THE PROBLEM -> The required output is all lines below that contain the word "patio".

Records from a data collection
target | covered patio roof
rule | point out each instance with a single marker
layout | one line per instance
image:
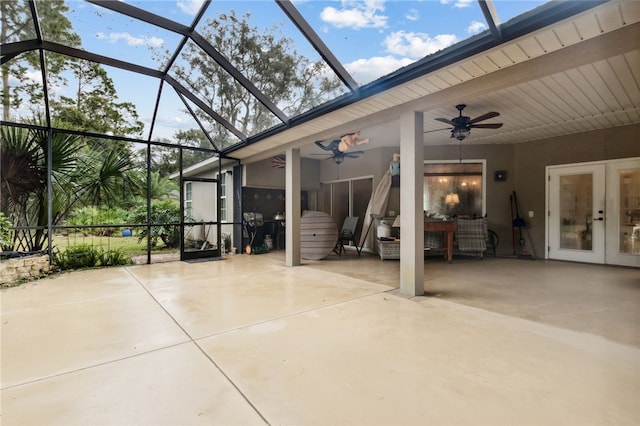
(555, 68)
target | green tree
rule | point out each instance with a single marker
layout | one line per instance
(79, 175)
(95, 106)
(164, 159)
(268, 60)
(17, 25)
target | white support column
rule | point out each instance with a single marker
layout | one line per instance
(292, 208)
(411, 209)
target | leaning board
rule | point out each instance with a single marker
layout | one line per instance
(318, 235)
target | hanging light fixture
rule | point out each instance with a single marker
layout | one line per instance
(452, 199)
(460, 133)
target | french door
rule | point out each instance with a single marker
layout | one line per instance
(594, 212)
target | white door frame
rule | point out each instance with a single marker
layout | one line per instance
(596, 254)
(610, 205)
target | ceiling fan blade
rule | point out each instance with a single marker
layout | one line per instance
(486, 126)
(438, 130)
(445, 120)
(484, 117)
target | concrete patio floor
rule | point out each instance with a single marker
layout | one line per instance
(247, 340)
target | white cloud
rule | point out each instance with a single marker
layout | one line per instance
(417, 45)
(412, 15)
(356, 15)
(130, 39)
(458, 3)
(367, 70)
(190, 7)
(475, 27)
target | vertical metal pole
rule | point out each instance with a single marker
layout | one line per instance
(148, 203)
(218, 207)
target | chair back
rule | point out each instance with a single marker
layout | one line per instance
(349, 225)
(471, 235)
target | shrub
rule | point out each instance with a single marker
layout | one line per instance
(6, 233)
(162, 212)
(85, 256)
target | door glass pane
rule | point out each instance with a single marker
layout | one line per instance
(340, 202)
(630, 211)
(576, 211)
(200, 230)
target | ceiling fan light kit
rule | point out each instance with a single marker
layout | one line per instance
(462, 124)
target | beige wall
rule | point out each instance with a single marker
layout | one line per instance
(524, 163)
(262, 175)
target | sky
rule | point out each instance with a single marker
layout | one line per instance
(371, 38)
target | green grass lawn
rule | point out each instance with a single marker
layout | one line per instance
(127, 245)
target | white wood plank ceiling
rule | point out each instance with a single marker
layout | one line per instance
(578, 75)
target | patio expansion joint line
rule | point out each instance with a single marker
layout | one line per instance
(292, 314)
(99, 364)
(192, 340)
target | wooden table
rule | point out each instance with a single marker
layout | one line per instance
(447, 227)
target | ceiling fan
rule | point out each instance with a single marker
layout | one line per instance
(462, 124)
(337, 155)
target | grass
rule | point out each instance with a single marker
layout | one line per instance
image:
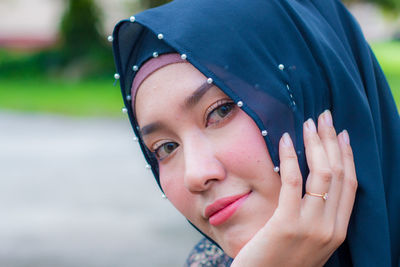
(388, 55)
(84, 98)
(101, 98)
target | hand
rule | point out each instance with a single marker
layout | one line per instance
(306, 231)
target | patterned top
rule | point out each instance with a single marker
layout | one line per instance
(206, 253)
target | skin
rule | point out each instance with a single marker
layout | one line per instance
(212, 149)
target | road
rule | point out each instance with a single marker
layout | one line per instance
(75, 192)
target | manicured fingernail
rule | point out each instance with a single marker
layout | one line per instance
(310, 125)
(328, 118)
(287, 141)
(346, 137)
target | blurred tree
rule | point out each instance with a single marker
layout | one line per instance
(80, 28)
(84, 50)
(153, 3)
(391, 5)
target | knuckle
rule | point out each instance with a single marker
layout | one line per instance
(290, 156)
(348, 153)
(339, 238)
(325, 174)
(289, 233)
(325, 236)
(338, 171)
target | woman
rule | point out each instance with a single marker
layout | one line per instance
(217, 93)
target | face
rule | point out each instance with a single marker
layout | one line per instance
(214, 164)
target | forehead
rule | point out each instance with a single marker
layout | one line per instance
(168, 85)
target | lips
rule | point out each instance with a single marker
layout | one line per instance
(222, 209)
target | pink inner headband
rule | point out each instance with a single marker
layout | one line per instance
(151, 66)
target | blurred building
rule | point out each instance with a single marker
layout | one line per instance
(29, 24)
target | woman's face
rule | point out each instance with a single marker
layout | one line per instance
(214, 165)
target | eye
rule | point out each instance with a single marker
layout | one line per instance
(163, 150)
(219, 111)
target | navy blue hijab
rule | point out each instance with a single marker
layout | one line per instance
(285, 61)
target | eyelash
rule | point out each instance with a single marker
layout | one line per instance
(210, 110)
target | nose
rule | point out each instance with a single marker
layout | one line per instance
(202, 167)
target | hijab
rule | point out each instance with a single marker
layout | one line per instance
(282, 62)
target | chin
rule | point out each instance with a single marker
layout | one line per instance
(234, 242)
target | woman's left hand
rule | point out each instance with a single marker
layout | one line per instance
(305, 231)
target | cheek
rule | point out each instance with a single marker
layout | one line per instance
(173, 186)
(245, 148)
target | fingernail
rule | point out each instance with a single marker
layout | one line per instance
(346, 137)
(287, 141)
(328, 118)
(310, 125)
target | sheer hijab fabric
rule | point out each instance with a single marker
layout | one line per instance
(285, 61)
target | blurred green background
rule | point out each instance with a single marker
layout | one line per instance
(74, 75)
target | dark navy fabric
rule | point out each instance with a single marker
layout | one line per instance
(287, 61)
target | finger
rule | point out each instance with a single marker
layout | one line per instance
(329, 140)
(319, 179)
(349, 188)
(290, 194)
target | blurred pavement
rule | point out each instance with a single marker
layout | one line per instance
(74, 192)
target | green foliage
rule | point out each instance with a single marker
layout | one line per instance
(390, 5)
(153, 3)
(81, 53)
(73, 98)
(80, 27)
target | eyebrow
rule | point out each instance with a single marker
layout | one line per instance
(152, 127)
(196, 96)
(189, 102)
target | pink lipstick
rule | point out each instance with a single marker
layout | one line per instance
(222, 209)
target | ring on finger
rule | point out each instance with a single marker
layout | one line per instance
(324, 196)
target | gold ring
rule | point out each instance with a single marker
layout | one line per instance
(324, 196)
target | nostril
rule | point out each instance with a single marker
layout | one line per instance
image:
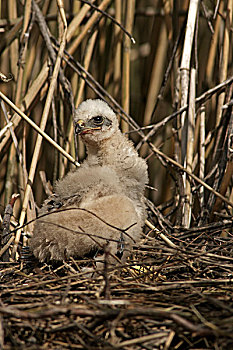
(79, 126)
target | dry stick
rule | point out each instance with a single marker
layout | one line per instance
(42, 76)
(111, 18)
(225, 58)
(156, 74)
(125, 84)
(201, 99)
(176, 164)
(167, 240)
(26, 103)
(117, 57)
(6, 226)
(86, 64)
(42, 126)
(38, 129)
(24, 44)
(213, 48)
(190, 148)
(87, 26)
(184, 82)
(202, 154)
(184, 71)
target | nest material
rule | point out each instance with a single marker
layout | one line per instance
(163, 298)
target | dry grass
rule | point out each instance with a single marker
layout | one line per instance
(176, 83)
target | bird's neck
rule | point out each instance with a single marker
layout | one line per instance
(108, 151)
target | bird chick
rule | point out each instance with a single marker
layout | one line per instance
(101, 201)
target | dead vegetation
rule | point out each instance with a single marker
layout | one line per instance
(176, 83)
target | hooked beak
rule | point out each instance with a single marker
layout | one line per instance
(82, 129)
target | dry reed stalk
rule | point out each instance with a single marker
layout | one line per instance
(225, 58)
(176, 164)
(125, 84)
(213, 47)
(24, 45)
(117, 58)
(190, 148)
(202, 155)
(27, 101)
(156, 73)
(185, 71)
(87, 27)
(43, 122)
(184, 87)
(38, 129)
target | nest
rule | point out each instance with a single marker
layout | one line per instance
(163, 298)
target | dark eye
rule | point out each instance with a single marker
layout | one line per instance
(98, 120)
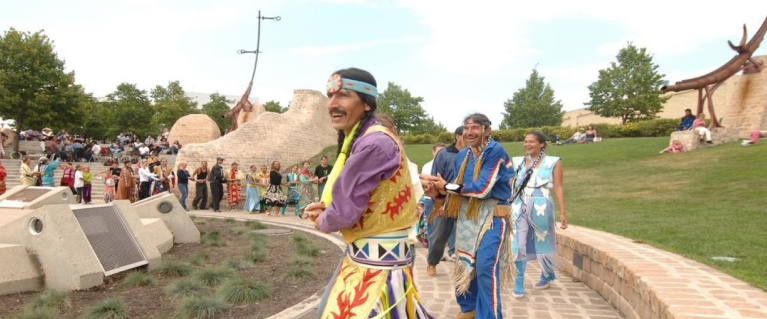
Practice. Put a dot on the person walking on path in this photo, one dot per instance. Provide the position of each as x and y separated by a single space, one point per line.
478 198
233 179
292 181
263 178
217 179
145 180
183 183
127 183
306 191
253 201
443 227
368 197
200 177
27 176
537 174
321 173
274 197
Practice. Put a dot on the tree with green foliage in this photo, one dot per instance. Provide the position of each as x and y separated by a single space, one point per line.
532 106
628 89
129 110
34 89
170 104
216 108
406 111
274 106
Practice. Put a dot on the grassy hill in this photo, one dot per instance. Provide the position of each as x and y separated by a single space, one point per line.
701 204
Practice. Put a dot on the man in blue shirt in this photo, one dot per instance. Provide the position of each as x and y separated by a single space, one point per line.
443 227
478 198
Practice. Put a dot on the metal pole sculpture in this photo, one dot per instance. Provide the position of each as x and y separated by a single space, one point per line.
707 84
244 104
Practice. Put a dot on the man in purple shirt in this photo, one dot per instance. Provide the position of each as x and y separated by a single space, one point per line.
373 220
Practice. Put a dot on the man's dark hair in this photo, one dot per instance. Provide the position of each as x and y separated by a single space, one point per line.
479 119
362 76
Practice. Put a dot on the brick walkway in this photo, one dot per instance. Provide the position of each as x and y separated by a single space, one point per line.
565 299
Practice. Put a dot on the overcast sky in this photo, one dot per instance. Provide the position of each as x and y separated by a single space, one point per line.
460 56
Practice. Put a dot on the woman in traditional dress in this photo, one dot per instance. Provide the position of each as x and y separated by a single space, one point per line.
274 197
127 182
252 203
3 174
233 179
536 175
293 190
306 189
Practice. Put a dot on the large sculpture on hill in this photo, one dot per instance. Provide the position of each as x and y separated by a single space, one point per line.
708 83
291 137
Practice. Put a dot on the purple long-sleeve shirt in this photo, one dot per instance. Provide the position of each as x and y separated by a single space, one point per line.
375 157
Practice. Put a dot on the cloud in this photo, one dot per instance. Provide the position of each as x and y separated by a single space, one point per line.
340 48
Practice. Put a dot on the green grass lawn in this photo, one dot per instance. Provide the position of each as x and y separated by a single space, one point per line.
710 202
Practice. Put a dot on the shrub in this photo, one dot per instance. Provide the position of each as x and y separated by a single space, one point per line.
201 308
38 313
186 288
254 225
199 258
243 291
139 279
172 268
238 230
301 261
51 298
299 273
212 276
112 308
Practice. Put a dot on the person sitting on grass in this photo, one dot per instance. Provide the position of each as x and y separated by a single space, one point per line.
675 147
578 137
686 122
699 126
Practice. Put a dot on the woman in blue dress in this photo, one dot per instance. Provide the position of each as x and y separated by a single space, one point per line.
535 176
252 203
293 190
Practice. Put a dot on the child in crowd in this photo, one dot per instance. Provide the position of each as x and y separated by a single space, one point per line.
87 184
755 135
79 183
675 147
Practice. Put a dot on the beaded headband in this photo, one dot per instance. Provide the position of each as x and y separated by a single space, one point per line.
336 83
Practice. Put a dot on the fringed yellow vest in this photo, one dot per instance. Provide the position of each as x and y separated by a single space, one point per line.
391 206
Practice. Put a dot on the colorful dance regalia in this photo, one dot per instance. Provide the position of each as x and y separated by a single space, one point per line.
375 278
533 215
482 229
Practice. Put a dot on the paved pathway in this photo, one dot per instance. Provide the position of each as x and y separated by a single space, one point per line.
565 299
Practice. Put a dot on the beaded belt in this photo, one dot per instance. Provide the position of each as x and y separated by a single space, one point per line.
383 251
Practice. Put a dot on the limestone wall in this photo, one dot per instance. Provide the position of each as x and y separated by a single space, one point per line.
747 107
741 102
296 135
194 128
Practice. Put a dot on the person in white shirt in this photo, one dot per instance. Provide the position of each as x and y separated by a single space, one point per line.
143 150
79 183
578 137
145 178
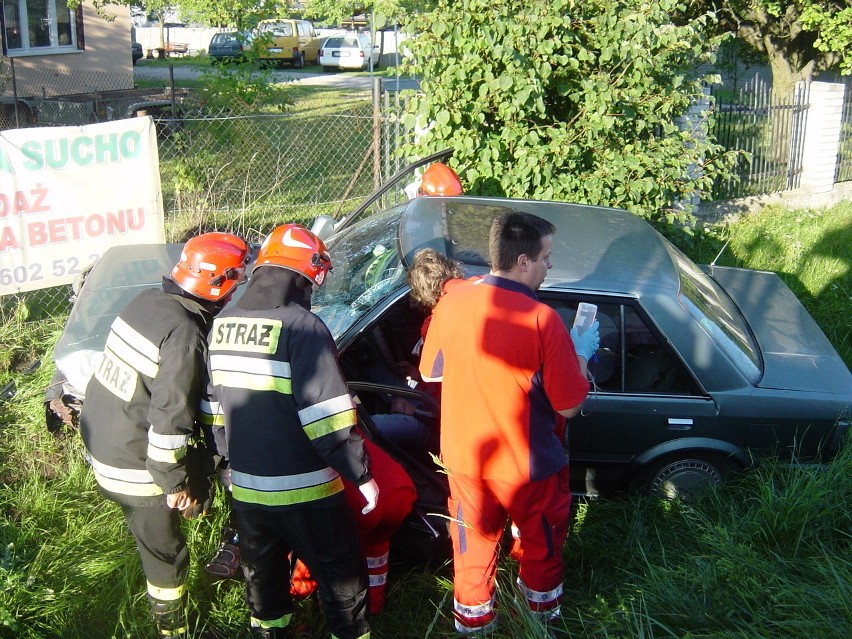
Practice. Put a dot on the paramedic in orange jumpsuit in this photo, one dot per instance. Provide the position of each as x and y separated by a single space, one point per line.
511 375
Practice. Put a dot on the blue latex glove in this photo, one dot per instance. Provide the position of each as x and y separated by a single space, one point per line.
587 343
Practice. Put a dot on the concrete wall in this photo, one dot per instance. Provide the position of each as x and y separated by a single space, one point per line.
822 137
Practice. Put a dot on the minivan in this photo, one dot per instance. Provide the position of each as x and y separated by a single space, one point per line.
288 41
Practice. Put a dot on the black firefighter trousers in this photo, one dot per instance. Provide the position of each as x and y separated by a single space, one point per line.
326 539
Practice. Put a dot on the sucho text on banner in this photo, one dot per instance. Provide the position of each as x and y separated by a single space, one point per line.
67 194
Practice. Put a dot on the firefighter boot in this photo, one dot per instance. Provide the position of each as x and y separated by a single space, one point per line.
169 617
225 564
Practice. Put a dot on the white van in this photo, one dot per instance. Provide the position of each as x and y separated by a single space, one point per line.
288 41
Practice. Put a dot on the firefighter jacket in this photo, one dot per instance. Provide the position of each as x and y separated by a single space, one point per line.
288 416
142 401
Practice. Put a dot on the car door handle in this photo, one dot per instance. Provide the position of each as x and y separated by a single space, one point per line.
679 424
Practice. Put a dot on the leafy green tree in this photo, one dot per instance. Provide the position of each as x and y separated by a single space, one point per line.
571 100
800 38
834 29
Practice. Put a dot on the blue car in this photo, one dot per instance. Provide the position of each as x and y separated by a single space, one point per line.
229 47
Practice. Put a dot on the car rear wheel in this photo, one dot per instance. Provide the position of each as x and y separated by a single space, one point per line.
683 475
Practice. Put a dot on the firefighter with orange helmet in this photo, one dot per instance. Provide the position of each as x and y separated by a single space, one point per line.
291 434
138 420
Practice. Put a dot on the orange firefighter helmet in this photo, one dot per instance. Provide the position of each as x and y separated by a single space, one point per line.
439 179
211 265
294 247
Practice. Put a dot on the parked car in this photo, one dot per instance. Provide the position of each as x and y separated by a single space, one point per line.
350 51
229 46
702 370
292 42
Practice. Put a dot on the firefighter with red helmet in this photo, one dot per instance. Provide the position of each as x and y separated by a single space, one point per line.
291 434
138 421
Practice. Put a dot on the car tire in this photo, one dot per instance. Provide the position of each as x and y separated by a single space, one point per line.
682 475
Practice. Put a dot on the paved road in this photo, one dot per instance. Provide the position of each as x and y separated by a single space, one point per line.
335 79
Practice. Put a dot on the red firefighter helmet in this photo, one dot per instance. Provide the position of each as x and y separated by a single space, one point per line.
439 179
294 247
211 265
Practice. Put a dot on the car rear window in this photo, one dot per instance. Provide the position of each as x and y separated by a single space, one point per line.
284 29
718 316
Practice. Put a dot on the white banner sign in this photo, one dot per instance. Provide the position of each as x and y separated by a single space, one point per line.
67 194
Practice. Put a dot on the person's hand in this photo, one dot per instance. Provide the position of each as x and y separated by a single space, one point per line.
180 500
587 343
408 370
370 490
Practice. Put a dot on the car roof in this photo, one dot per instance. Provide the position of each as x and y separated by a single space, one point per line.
594 248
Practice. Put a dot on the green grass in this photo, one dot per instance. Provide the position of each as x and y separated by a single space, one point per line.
769 554
811 250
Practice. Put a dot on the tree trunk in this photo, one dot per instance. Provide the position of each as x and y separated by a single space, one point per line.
785 77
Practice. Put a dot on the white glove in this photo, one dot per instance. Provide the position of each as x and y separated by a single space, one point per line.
370 490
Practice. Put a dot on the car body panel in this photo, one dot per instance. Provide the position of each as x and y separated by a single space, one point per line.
348 51
230 45
796 353
288 41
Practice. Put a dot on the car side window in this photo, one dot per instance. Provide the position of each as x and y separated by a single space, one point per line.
631 358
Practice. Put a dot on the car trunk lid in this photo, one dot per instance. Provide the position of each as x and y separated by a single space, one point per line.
796 353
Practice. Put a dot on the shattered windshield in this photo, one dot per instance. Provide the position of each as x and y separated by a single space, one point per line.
366 267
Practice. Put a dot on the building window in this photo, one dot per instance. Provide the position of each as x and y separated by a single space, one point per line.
40 26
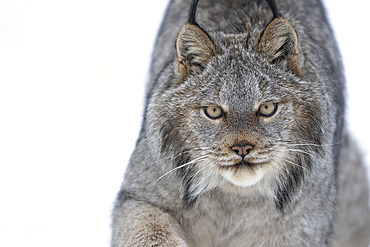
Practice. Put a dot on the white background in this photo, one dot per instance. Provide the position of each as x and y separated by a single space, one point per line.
72 79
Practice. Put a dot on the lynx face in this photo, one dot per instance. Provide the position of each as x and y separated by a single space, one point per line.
232 116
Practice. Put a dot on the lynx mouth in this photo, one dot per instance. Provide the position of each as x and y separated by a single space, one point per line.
244 173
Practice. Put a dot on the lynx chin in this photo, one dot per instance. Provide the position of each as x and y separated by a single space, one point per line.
243 141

COMPLETED TASK ->
target | covered patio roof
target | concrete patio floor
target | patio expansion joint line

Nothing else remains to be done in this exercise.